Optimal Design of Discrete Choice Experiments with DB-error

Optimal Design of Discrete Choice Experiments with DB-error

A key step in designing an efficient Discrete Choice Experiment (DCE) is to select the best set of groups of alternatives to show to the participants. I understand here the best set of groups of cards as the set of grouped alternatives to display to the participants that brings the most information to the researcher, i.e., that allows us to estimate as precisely as possible the parameters of the latent utility function that we seek to estimate. 

In what follows, I show how to use the DB-error method and design an R algorithm to select the best set of alternatives. This post is inspired by the paper that introduces the R package idefix (link) and this blog post from DisplayR (link). The objective is to show how to create an algorithm the select the best set of grouped cards « by hand ». 

Theoretical framework

Let us consider the following general framework that relies on the Multinomial Logit Model (MNL) developed by McFadden (1984). Imagine that we ask an individual i to select one alternative in a group of alternatives (that we call the choice set s). For each alternative k in the choice set s, the participant derives a utility that is made of a systematic (i.e., certain) part noted \(V_{ik}\) and that we assume to be equal to:  

\( V_{ik} = X_{ik} \beta \)

where \(X_{ik}\) is the matrix of characteristics of alternative k and/or individual i.

The stochastic utility further contains an error term \(\epsilon_{ik}\) and can be written as follows:

\(U_{ik}=V_{ik}+\epsilon_{ik}\)

where \(\epsilon_{ik}\) is assumed to be identically and independently distributed according to a Gumbel distribution.

The probability for individual i to choose alternative k in the choice set s is given by:

\(p_{iks}(\beta)=\frac{exp(X_{ik} \beta)}{\sum_{l\in s} exp(X_{il} \beta)}\)

● Set exercise A: In the post on discrete choice experiments, what distribution is the error term assumed to follow?
The post on discrete choice experiments and the records that follow it are unrelated and come from different sources.

● Record extracts:
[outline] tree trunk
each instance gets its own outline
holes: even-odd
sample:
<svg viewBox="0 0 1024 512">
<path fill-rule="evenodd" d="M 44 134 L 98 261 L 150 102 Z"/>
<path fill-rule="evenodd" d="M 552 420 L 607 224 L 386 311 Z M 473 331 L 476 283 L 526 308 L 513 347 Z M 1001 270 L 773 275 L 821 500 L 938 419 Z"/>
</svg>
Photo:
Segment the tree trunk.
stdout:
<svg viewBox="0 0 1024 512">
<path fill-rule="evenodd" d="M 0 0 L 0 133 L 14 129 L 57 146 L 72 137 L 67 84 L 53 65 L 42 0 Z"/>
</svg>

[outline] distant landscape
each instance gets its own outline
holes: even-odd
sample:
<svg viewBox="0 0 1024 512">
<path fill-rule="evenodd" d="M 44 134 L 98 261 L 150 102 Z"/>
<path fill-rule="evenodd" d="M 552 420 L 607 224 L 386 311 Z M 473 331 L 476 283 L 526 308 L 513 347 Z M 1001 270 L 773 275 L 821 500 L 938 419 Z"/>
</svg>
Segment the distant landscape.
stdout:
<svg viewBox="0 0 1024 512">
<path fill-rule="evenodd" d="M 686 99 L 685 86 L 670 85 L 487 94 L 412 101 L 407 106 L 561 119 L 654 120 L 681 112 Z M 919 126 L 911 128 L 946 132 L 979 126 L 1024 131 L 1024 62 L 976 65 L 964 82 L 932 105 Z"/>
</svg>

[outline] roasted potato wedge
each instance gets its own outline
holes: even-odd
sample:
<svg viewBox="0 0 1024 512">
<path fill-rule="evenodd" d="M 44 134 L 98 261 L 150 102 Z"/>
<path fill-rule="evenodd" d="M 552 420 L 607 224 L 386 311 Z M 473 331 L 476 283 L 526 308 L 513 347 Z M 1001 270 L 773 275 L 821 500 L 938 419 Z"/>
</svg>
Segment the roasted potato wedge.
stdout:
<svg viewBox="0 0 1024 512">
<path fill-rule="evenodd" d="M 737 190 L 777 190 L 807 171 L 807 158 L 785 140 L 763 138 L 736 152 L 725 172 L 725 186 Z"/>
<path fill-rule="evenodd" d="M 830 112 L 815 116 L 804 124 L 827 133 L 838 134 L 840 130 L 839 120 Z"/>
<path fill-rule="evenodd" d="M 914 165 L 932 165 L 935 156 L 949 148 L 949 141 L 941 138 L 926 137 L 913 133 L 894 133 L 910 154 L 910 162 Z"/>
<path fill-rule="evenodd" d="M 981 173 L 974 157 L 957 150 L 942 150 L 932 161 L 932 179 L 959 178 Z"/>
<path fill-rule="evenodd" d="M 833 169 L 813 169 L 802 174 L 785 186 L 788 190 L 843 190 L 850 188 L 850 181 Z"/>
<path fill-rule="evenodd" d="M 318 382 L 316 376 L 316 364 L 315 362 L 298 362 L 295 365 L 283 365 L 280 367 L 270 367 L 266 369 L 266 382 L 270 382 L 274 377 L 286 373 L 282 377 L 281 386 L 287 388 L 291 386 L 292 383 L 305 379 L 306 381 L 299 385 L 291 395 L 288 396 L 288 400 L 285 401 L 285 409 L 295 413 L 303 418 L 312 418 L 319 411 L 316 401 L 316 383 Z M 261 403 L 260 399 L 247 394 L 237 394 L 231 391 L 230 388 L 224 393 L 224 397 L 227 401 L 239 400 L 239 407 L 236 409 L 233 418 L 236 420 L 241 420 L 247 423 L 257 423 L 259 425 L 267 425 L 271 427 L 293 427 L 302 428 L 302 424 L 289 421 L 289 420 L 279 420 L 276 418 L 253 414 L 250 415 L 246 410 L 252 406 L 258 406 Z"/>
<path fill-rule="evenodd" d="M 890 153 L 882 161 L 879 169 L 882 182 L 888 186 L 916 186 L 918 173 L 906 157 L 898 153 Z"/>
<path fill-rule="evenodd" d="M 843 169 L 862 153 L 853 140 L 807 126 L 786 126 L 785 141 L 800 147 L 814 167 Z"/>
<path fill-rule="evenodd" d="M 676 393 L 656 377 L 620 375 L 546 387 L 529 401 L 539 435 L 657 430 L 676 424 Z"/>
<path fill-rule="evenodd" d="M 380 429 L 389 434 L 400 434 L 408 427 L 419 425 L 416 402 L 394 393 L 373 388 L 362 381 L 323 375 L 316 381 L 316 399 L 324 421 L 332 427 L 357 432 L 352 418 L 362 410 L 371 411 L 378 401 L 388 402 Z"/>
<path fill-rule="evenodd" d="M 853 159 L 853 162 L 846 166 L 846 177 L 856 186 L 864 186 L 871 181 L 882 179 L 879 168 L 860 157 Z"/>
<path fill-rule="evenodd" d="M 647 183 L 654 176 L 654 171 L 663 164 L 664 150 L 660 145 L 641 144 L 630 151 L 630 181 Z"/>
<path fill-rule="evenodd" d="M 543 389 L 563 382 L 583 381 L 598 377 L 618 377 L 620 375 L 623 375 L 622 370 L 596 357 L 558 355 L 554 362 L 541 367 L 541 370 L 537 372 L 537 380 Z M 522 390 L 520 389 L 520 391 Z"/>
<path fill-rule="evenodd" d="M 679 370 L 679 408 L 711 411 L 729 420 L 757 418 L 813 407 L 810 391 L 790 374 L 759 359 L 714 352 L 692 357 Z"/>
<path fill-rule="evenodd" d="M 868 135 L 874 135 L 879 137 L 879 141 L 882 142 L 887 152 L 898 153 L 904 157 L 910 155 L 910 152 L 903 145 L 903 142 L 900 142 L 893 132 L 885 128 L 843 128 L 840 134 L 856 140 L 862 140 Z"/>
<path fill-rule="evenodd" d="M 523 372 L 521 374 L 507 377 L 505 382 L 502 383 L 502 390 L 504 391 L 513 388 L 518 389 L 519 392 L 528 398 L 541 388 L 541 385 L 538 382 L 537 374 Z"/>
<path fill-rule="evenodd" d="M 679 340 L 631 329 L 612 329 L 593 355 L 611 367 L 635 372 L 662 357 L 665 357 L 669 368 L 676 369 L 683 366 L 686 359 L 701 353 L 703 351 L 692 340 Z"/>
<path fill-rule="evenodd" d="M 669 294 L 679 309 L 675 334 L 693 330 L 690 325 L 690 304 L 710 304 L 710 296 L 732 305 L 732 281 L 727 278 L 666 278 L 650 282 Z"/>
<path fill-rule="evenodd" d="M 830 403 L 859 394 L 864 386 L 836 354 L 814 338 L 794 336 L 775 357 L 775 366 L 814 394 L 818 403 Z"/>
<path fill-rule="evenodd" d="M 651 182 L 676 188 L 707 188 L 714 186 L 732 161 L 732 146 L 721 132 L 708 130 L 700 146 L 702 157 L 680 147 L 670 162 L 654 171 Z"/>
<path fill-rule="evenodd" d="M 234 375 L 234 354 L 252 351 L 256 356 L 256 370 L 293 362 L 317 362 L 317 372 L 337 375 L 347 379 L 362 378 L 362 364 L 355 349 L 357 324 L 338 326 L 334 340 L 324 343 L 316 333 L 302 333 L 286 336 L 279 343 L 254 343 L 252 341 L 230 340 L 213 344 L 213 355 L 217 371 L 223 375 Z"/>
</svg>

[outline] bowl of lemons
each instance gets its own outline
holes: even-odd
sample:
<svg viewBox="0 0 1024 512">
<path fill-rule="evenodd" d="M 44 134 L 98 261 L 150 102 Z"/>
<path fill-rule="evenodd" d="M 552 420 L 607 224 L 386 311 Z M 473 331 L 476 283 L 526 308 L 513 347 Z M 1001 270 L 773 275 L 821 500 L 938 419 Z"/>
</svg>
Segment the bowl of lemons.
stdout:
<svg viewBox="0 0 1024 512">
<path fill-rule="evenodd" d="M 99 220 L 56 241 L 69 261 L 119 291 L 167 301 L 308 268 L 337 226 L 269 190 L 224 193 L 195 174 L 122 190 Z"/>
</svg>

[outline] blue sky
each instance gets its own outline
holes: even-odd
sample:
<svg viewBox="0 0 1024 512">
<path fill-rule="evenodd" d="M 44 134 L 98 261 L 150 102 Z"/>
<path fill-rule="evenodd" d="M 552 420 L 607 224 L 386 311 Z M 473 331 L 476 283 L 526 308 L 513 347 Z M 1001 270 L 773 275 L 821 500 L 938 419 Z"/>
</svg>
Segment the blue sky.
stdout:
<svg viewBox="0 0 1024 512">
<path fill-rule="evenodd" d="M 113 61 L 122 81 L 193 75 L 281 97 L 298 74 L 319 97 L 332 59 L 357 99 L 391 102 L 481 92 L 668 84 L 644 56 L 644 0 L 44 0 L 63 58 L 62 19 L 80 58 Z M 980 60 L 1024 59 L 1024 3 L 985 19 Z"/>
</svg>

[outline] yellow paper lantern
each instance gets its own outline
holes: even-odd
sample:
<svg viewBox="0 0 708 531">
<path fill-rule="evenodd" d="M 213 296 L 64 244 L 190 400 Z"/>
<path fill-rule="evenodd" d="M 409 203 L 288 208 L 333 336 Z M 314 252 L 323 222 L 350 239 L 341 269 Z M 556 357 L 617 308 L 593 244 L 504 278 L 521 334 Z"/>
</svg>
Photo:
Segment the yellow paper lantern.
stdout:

● Set exercise B: Which lines of the records contain the string "roasted"? Extract each of them.

● Full output A: A Gumbel distribution, identically and independently distributed.

● Full output B:
[outline] roasted potato wedge
Segment the roasted potato wedge.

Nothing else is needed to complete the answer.